### Try it:
Your answer should be the lines below from the one holding "of the suit" through the one holding "of the blue", copied exactly and with nothing else.
---
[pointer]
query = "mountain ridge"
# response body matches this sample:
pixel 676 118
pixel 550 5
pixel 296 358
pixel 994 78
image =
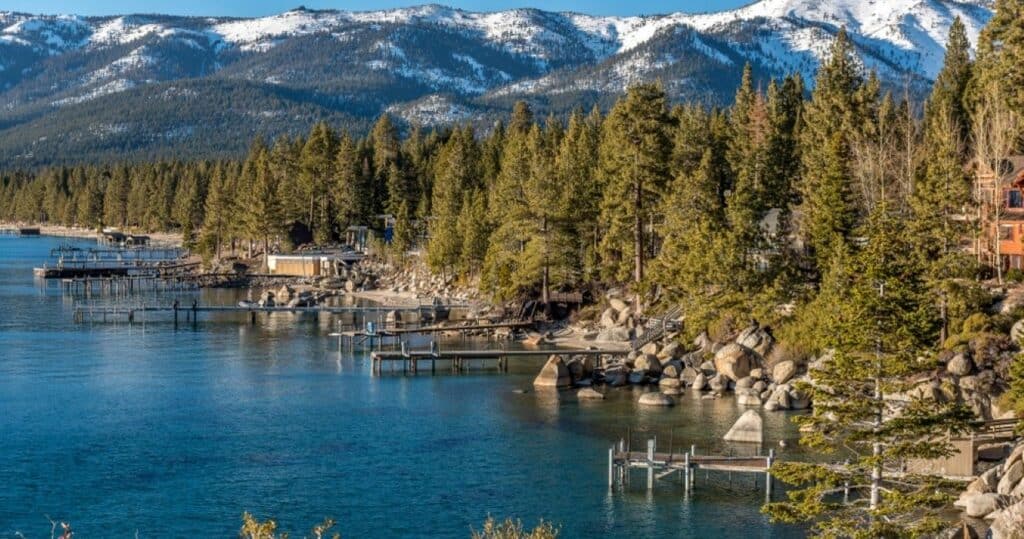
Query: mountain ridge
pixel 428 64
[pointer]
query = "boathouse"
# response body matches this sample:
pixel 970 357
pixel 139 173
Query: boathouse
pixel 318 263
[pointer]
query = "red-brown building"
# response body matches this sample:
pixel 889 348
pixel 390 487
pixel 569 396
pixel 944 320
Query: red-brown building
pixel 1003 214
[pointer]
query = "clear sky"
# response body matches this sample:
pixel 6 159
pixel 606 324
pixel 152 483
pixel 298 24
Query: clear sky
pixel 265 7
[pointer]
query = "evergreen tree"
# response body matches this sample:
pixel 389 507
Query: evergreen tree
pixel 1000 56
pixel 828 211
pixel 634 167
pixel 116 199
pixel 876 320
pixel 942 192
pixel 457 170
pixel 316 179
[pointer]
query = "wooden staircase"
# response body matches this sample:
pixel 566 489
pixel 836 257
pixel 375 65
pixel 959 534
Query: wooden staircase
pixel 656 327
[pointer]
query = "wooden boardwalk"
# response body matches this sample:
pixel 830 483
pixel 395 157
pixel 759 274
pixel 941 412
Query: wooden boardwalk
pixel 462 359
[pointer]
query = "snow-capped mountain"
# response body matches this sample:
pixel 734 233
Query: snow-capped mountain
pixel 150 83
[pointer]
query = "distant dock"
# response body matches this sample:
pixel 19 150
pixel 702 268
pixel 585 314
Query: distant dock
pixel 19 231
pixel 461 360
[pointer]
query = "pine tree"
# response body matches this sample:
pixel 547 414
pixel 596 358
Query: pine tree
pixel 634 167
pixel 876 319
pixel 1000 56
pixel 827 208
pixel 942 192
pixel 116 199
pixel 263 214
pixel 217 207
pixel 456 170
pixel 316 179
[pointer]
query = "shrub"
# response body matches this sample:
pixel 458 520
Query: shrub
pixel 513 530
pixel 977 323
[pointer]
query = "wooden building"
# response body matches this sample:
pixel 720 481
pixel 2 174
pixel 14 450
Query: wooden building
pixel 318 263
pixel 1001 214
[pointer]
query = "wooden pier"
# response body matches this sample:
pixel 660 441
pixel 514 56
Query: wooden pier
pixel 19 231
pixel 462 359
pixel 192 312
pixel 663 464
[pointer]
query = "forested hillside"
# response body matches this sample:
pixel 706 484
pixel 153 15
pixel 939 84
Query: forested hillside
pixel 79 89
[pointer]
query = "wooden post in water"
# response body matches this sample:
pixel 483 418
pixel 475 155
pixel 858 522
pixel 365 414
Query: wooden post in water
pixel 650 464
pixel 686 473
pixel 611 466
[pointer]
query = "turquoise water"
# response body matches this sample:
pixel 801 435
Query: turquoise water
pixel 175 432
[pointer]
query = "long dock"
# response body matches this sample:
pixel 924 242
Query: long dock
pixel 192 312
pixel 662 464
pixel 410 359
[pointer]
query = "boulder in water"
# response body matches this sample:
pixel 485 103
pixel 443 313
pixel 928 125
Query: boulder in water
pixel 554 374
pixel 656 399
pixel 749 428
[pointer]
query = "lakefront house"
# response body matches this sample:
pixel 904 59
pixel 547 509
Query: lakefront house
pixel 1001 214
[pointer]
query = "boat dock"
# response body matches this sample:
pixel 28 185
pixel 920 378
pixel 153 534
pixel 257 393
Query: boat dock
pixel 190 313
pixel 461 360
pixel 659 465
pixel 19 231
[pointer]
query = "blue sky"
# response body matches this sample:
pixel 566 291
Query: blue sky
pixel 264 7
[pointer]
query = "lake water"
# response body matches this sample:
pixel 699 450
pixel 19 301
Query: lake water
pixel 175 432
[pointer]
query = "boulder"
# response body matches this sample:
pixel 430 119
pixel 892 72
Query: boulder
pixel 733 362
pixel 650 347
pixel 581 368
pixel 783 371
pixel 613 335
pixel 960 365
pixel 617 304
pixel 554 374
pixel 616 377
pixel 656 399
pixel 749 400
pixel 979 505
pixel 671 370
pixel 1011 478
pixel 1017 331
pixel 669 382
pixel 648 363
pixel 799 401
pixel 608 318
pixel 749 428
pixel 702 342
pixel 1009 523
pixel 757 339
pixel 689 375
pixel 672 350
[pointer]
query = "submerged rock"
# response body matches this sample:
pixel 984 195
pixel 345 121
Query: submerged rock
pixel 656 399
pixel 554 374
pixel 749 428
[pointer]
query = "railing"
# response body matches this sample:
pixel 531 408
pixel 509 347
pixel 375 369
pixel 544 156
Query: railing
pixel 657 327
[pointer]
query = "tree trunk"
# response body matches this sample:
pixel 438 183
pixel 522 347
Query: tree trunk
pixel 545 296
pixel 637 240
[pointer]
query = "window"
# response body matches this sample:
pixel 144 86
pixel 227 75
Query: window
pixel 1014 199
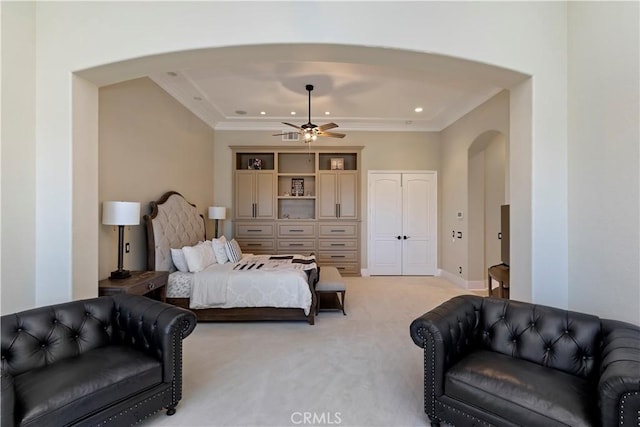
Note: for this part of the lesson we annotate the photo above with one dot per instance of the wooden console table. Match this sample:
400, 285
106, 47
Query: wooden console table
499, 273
---
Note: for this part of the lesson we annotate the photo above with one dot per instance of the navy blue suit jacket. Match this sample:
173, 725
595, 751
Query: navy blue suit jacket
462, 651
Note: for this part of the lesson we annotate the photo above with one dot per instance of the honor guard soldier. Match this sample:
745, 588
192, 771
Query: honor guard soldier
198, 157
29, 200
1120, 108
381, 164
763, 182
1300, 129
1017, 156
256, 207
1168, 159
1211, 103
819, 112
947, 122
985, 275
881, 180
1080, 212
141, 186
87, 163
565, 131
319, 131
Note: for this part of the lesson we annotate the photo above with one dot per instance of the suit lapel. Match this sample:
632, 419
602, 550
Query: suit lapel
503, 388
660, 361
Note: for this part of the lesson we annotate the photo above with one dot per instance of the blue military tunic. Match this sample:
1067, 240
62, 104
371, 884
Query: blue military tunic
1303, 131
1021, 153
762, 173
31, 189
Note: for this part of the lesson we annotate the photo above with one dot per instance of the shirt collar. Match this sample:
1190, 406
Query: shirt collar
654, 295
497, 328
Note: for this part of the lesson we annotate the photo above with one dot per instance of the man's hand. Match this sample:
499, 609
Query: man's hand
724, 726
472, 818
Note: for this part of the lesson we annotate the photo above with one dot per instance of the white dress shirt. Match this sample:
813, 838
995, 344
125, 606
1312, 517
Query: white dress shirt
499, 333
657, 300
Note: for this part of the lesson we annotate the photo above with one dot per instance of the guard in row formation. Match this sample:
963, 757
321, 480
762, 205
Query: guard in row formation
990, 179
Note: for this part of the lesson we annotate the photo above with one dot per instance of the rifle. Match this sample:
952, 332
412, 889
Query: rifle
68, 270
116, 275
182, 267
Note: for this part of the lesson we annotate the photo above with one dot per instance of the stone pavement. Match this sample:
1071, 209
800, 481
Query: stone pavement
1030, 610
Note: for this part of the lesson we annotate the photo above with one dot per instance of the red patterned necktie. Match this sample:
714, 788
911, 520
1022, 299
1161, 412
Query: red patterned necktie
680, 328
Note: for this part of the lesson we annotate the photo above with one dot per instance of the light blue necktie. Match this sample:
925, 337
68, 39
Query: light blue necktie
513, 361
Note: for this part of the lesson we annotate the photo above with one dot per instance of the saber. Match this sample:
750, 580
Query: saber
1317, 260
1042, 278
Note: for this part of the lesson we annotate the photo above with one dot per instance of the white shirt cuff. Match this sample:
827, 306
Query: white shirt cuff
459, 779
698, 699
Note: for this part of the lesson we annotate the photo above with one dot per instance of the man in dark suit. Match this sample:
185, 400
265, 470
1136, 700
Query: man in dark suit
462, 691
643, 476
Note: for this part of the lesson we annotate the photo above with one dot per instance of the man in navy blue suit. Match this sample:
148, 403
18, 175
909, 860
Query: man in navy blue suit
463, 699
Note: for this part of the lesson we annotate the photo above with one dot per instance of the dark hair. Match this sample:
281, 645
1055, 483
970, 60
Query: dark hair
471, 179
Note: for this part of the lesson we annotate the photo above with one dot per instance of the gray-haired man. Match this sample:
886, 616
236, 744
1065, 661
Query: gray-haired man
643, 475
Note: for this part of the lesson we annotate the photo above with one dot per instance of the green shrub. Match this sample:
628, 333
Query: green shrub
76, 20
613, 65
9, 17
---
### Completed task:
Note: for this part of the lesson we annotate the photo above with one dot per instance of the suit lapel. Match this sample:
632, 419
602, 550
Query: suit lapel
503, 388
660, 361
Note: for this part of the lesson we annotate the photo above with one dot per instance of the blue military tunic. Match this sample:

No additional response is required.